Last season at Giant Center, in what turned out to be his next to last appearance as a player in that venue, Robitaille was at the center of controversy when he collided with Hershey netminder Dany Sabourin behind the net. The hit earned him a game misconduct and a major penalty for charging Sabourin, and it essentially ended Sabourin’s season. Even now, however, as he did on that night, Robitaille maintains his innocence in the incident.

“It was definitely not intentional,” he said. “It was my first shift of the game and I was coming straight off the bench on the forecheck. My emotion was running high and I was excited to play and my intent was to go hard on the d-man. (Brian) Fahey had the puck behind the net and I know Dany stopped the puck and I thought he was getting out of there quicker. I think he stayed there to slow me down on the forecheck and I never stopped.”

“It was just a bad accident,” explained Robitaille. “If I had wanted to intentionally hit him, I would have hit him right in the number. If you look at the video, I caught his right leg and it was because I was trying to move out of the way because I realized I was kind of close. It’s one of those moments where you go out on the forecheck and you don’t realize what’s going on.”

== == ==

### WORK TO DO
**a)** Translate this sentence from the hockey article into Spanish: "The hit earned him a game misconduct and a major penalty for charging Sabourin, and it essentially ended Sabourin’s season."
**b)** Please say whether each statement agrees with the hockey article, answering yes or no and quoting the words that decide it: (i) The collision with Sabourin happened in front of the net. (ii) Robitaille says the play came on his first shift of the game. (iii) Robitaille says he caught Sabourin's left leg.
**c)** Pick up the hockey article after its last sentence and carry it on.
The listing after the hockey article isn't needed.

== == ==

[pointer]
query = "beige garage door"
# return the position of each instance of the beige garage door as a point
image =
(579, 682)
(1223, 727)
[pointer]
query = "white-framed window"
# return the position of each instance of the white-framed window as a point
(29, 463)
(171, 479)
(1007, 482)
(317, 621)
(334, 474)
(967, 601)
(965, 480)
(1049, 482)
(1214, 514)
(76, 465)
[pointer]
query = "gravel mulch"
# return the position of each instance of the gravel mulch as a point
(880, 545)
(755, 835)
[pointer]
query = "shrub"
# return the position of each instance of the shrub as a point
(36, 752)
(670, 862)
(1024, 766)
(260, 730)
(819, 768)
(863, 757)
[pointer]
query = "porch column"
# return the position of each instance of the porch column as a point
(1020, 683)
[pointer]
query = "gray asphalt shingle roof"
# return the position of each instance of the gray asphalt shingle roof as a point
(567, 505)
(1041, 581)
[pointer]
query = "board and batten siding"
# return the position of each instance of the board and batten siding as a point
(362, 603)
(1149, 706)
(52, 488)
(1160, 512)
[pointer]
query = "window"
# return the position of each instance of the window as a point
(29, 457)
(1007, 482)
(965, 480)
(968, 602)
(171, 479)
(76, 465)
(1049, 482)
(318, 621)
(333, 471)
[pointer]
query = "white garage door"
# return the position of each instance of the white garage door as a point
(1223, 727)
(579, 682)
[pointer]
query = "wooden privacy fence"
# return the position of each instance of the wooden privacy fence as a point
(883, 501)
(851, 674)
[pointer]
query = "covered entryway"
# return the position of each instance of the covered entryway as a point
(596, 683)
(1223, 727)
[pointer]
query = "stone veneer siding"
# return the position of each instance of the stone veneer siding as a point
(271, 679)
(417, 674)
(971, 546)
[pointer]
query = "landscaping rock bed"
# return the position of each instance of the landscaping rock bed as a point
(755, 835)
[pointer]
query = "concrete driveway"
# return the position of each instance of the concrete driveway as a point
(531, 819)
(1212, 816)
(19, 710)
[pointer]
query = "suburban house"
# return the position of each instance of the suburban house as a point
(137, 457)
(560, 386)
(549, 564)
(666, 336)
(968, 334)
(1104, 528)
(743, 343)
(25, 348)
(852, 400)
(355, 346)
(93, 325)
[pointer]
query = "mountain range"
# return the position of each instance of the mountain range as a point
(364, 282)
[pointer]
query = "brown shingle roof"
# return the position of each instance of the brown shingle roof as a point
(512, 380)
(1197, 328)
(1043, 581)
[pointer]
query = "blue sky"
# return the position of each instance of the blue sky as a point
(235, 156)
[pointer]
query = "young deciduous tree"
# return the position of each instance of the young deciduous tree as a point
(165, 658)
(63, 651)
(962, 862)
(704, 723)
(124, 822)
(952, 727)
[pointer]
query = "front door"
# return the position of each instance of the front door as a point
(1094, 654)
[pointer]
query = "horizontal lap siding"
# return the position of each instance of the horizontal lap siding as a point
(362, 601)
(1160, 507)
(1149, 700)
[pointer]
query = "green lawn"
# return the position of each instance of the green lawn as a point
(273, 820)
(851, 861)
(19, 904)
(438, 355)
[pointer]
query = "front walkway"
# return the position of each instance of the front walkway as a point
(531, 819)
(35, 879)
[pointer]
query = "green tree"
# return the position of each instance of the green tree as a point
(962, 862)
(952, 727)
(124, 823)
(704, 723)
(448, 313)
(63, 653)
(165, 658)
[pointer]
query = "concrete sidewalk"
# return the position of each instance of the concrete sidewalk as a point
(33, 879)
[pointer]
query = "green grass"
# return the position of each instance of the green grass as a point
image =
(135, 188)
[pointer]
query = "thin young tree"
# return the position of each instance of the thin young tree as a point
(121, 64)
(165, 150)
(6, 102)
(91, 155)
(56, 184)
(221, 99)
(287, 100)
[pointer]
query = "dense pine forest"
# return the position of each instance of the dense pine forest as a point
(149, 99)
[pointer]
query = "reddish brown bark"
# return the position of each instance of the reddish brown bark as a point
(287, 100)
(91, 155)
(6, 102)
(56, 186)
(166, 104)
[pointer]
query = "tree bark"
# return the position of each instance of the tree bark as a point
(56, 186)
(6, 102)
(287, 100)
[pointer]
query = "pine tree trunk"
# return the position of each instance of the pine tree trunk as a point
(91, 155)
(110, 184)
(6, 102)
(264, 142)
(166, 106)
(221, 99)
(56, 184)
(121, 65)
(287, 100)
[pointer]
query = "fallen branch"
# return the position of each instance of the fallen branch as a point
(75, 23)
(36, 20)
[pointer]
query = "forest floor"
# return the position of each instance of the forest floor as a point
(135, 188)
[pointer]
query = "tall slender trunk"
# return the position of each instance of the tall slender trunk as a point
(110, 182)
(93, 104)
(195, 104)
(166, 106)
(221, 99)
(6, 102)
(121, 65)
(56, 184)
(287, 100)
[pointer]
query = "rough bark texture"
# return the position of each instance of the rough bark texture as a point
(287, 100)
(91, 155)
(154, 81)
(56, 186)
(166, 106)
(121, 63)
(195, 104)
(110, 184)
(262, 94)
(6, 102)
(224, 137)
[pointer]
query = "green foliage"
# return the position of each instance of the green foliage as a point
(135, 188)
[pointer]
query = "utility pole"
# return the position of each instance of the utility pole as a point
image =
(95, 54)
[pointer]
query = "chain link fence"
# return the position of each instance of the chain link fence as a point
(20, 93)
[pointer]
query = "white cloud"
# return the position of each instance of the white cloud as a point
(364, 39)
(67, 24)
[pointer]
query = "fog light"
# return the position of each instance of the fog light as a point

== == ==

### RESULTS OF THE TASKS
**a)** El golpe le valió una sanción por mala conducta de partido y una penalización mayor por cargar contra Sabourin, y prácticamente puso fin a la temporada de Sabourin.

**b)**
(i) No: "collided with Hershey netminder Dany Sabourin behind the net"
(ii) Yes: "It was my first shift of the game"
(iii) No: "I caught his right leg"

**c)**
Robitaille rates the 2005-06 Calder Cup winning season as the best of his career. In that campaign, he received his first and only NHL call-up, scored a career high of seven goals, and along with Joey Tenute and the combination of Eric Fehr and Jakub Klepis, played on a ferocious fourth line that would have been a first line combination in many clubs. In fact, Robitaille collected the sole assist on Tenute’s goal two minutes into the Cup-clinching game in Milwaukee, a game in which the Bears never looked back after that great start and cruised to a 5-1 victory.

There is no doubt that fans throughout the AHL all have lasting memories, whether they are positive or negative, of Robitaille who always seemed to be in the spotlight. But how does he want to be remembered by the fans?

“Oh, they’re gonna remember me as one of the premier pests in the AHL,” Robitaille chuckled. But really I want to be remembered as a guy who never backed down from anybody and as a guy who was always there for my teammates. I did take some bad penalties sometimes, but I was always a guy that had our team in mind first and I always worked hard for them. If it was something that would give a spark to my team, I would do it. Lastly, I was someone who always worked hard when I was on the ice. I was not the most talented guy on the ice, but to play eight years in the AHL and to play in the NHL and win the Calder Cup was to live my dream.”

At the conclusion of my conversation with the former number 24, Robitaille made a specific request that I include this message to the Hershey fans:

“Make sure you tell them that I’ll be at some games at Giant Center this year, and that I want to say thank you to all of the fans for their great support. They were always extremely nice to me and my family.”